#### Problems and tasks:
1. Reproduce the passage from the account of the Hmong, from "Not too very" to "Lao communist army.", word for word.
2. In the account of the Hmong, what did the CIA rely on the "Secret Army" to block?
3. Continue the account of the Hmong from the point at which it ends.

#### Selected text:
Start of Block

Meet the Hmong
Hi, Hope you’re well.
If you have a minute, and if you don’t already know them, I would like to introduce you to the Hmong,
While here in Laos, we’ve had the pleasure of meeting many Hmong, an ethnic group here in Asia that have been persecuted for years, and are one of the Unrepresented Nations and Peoples in our world.
Not too very long ago, the Hmong were recruited by the U.S.A.’s Central Intelligence Agency during the Vietnam War in their fight against the Viet Cong here in Laos and Vietnam. Even though the CIA was never “officially here” in Laos, they trained the majority of the Hmong men and relied on this “Secret Army” to block the infamous Ho Chi Minh trail. After the US was defeated and retreated out of South East Asia, the Hmong were basically left to fend for themselves and to feel the wrath for helping the U.S. from the new powerful communist party. Many spent the subsequent 40 years hiding, fighting, or in refugee camps in places like Thailand. Even now, a few kilometres from where I’m writing this, there’s still some Hmong hiding from the Lao communist army.
Fortunately today, most on both sides have moved on from this ugly past and the Hmong have assimilated here in Laos and around the world. As I write this, in a small restaurant, my waitress is a Hmong woman. And like her, most have a quiet sense of self, a proud culture, their own language, and there’s now a diaspora of Hmong around the world, especially in the USA (Minneapolis/St. Paul, Sacramento, Milwaukee).

End of Block

#### Recorded information:
Start of Block

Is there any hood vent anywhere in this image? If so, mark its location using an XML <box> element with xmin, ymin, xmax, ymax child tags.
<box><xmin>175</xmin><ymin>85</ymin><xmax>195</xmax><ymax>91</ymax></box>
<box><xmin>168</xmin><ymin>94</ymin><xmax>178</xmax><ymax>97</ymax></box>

End of Block

#### Activity answers:
1.
Not too very long ago, the Hmong were recruited by the U.S.A.’s Central Intelligence Agency during the Vietnam War in their fight against the Viet Cong here in Laos and Vietnam. Even though the CIA was never “officially here” in Laos, they trained the majority of the Hmong men and relied on this “Secret Army” to block the infamous Ho Chi Minh trail. After the US was defeated and retreated out of South East Asia, the Hmong were basically left to fend for themselves and to feel the wrath for helping the U.S. from the new powerful communist party. Many spent the subsequent 40 years hiding, fighting, or in refugee camps in places like Thailand. Even now, a few kilometres from where I’m writing this, there’s still some Hmong hiding from the Lao communist army.

2. The Ho Chi Minh trail.

3.
Most Hmong are Animist, a religion that believes “objects, places and creatures all possess a distinct spiritual essence…where all things, animals, plants, rocks, rivers, weather systems, human handiwork and even words, are animated and alive”. Cool. Even more interesting if you’re here to help them.
Suzanne is teaching at the only Children’s hospital in all of central and northern Laos. It takes some Hmong 15 hours from their remote village to finally bring their sick child to this free hospital.
Some are acutely very sick, some have been sick for years. The parents of course love their children, but according to their culture, all Hmong must die at home. Always.
For Dr. Suzanne, as an expert at keeping people alive, this can be complicated. Doctors are supposed to do everything they can to help their patients live. When does a doctor say, “ok, I respect your beliefs, and even though your baby is better off here, you can now take your daughter back on the tuk tuk, then get on the boat across the Mekong, catch the 8 hour bus towards China, and then walk 2 more hours back to your village”.
Or more complicated, what if there’s something simple a doctor could do to keep a baby alive, but culturally or religiously the parents think it’s time for the inevitable, and leave because they can’t take the chance of death not occurring at home, and so their son dies of something easily treatable?
Before coming to Laos, Suzanne read a book about the Hmong that she really enjoyed. If you’re interested in learning a little more about these incredibly unique people, she recommends The Spirit Catches You and You Fall Down. It’s a story similar to what Suzanne is experiencing, an American doctor, a young sick Hmong girl and her family, and cross cultural misunderstandings.
Me, being the unintellectual of the two, would recommend a movie called “Gran Torino”, staring a potty mouthed Clint Eastwood and a full cast of Hmong actors dealing with the same, clashes of cultures in Detroit.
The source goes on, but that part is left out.